● **TEXT PASSAGE**
▬▬▬▬▬▬▬▬▬▬

Chris Neiger (Amazon): I understand the draw of bitcoin. People want to see their hard-earned money grow quickly. But huge gains don't have to come with the level of volatility that accompanies bitcoin. Instead, investors can invest their money with Amazon, which has a very stable (and growing) business, and still experience huge share-price gains. Over the past year, Amazon's stock price has surged more than 70% -- far outpacing the S&P 500's 12% -- and is up nearly 300% over the past three years.

Not only have Amazon's shares easily beaten the market, but the company is also continually making the right moves to set itself up for a successful future. For example, Amazon is the leader in the cloud computing space through its Amazon Web Services. AWS held 33% of the cloud infrastructure market in the first quarter of this year, followed by Microsoft with 13% and Alphabet's Google with just 6%. Amazon's cloud computing segment earned $5.4 billion in sales in the first quarter, which was a 49% increase year over year.

The cloud computing market is expected to grow into a $411 billion business by 2020, up from $305 billion this year, which means there's plenty of room for Amazon to continue tapping this segment.

Of course, Amazon makes the majority of its top line from sales on its e-commerce platform. In the first quarter of this year, its North American sales hit $30.7 billion, up 46% from the year-ago quarter. But Amazon has plenty of other opportunities to grow its business as well. The company is already a leader in the burgeoning smart speaker space with its Echo devices and Amazon is using them to bring more people into its e-commerce ecosystem and spend more money on its platform.

In short, Amazon has very strong businesses that are continually growing and it's delivering strong share-price gains for its investors. Of course, there's no guarantee that Amazon will continue growing at the same pace that it has in the past, but when compared to the current volatility of bitcoin, it looks like a much safer bet.

The Chinese Amazon

Jeremy Bowman (JD.com): Bitcoin mania seems to have come and gone, but China's blockbuster economic growth is here to stay. The world's second-largest economy is expected to expand by nearly 7% this year, and is set to overtake the U.S. as No. 1 in the next generation. In other words, opportunity abounds.

▬▬▬▬▬▬▬▬▬▬

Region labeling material
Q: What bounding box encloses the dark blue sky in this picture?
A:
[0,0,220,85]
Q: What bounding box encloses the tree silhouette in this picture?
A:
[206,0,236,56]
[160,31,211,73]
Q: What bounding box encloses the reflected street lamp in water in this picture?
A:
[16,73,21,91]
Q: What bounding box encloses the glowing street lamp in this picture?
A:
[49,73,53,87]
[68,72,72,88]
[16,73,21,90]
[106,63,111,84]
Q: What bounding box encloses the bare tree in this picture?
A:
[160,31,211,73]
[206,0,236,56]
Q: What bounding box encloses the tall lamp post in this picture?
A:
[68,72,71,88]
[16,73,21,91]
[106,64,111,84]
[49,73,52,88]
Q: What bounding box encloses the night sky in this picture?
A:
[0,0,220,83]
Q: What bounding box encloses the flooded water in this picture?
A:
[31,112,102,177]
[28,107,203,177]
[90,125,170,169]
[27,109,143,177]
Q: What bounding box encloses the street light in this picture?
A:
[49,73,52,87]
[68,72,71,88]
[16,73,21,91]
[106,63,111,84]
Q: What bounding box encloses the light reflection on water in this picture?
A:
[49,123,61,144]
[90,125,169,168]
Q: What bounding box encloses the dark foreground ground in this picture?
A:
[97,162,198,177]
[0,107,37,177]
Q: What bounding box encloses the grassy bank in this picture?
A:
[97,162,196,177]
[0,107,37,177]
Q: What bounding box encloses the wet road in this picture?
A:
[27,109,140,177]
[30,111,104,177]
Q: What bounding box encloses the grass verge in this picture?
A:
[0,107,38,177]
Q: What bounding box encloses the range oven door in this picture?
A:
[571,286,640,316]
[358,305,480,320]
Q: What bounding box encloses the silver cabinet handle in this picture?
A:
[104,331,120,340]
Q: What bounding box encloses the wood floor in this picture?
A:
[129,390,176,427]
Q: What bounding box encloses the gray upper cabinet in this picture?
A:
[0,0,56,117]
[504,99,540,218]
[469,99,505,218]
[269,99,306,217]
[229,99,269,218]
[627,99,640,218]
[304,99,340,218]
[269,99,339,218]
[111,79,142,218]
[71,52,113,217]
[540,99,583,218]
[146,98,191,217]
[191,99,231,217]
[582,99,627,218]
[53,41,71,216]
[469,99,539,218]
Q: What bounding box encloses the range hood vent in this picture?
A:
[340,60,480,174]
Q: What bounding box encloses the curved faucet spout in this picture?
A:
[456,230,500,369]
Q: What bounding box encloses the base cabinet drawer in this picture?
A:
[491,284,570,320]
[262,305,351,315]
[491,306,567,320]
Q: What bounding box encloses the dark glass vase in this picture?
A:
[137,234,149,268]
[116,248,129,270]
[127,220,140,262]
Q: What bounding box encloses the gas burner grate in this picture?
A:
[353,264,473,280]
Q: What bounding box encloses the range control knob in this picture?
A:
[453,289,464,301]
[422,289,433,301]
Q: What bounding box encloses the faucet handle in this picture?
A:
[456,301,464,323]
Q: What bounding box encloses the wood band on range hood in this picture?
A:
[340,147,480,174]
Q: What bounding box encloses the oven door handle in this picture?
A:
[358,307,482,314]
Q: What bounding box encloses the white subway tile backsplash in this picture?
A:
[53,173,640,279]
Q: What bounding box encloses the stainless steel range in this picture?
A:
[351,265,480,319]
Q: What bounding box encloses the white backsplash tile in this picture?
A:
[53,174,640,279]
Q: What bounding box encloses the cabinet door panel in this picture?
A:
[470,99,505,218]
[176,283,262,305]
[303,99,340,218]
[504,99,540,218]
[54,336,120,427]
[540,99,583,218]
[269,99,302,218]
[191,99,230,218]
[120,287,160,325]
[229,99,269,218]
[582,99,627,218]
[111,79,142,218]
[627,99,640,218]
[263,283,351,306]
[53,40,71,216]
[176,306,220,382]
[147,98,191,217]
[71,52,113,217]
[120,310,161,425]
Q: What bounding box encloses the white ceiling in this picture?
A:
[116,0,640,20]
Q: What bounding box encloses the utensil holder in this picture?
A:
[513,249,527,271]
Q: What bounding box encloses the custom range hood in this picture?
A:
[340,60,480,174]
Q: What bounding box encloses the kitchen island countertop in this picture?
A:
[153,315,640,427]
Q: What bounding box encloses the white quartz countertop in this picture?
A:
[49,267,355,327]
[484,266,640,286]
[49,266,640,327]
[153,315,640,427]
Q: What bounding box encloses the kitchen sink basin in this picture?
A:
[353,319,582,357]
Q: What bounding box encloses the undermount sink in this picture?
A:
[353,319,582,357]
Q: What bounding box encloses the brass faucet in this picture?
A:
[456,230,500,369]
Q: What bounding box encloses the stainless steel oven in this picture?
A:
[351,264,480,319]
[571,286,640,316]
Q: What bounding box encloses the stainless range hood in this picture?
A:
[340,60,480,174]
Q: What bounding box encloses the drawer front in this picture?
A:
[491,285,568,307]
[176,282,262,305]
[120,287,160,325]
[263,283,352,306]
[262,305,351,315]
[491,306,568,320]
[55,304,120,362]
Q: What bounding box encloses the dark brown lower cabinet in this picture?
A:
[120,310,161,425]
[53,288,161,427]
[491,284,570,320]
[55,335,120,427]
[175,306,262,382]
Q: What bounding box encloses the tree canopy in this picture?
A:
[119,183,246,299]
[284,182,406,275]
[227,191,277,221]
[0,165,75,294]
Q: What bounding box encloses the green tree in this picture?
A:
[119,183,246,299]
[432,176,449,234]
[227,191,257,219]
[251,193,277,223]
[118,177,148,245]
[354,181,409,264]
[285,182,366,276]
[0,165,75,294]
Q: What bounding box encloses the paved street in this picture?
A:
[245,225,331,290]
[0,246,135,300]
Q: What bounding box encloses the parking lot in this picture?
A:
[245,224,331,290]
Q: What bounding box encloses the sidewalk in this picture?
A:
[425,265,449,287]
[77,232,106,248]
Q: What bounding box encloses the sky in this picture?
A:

▬▬▬▬▬▬▬▬▬▬

● **PROBLEM SET**
- a) Which companies does the stock commentary give cloud infrastructure market shares for in the first quarter, and what share does it give each one?
- b) Can you carry the stock commentary forward, beginning right after its final sentence about opportunity in China?
This material has no connection to the stock commentary.

● **RESULTS BY TASK**
- a)
- Amazon (Amazon Web Services): 33%
- Microsoft: 13%
- Alphabet's Google: 6%

- b)
You may have heard of Alibaba, the owner of Tmall and Taobao, the largest platforms for online retail in China, but you may not be familiar with JD.com. In fact, JD.com is the biggest direct online retailer in China as, like Amazon, it sells products both directly and through a third-party marketplace.

JD is also outgrowing Alibaba, taking market share from its larger rival, as its market share of Chinese e-commerce nearly doubled from 18% to 33% from 2014 to 2017.

Even better, the company has scored sizable investments from both Walmart and Alphabet. Walmart took a 5% stake in JD.com in exchange for selling its Yihaodian online retail site to JD in 2016, which later increased it to 11%. Alphabet, meanwhile, just invested $550 million into JD as part of a strategic partnership to provide frictionless shopping experiences in various markets around the world.

Those partnerships are also key because JD has ambitions of expanding beyond Asia, into Europe and the U.S., where it will directly challenge Amazon, and no two companies are closer rivals to Amazon than Walmart and Alphabet. Combine that alliance with JD's opportunity in China and it's easy to see how the stock could eventually be worth many times more than its $56 billion market cap today.

China's streaming leader

Danny Vena (iQiyi): Investors willing to take on additional risk for the potential of life-changing returns don't need to resort to currency speculation, but can instead invest in a recently public, well-backed business involved in a paradigm shift in consumer behavior. Knowing what they know now, few investors would have passed on the chance to invest in Netflix when streaming video was first taking hold.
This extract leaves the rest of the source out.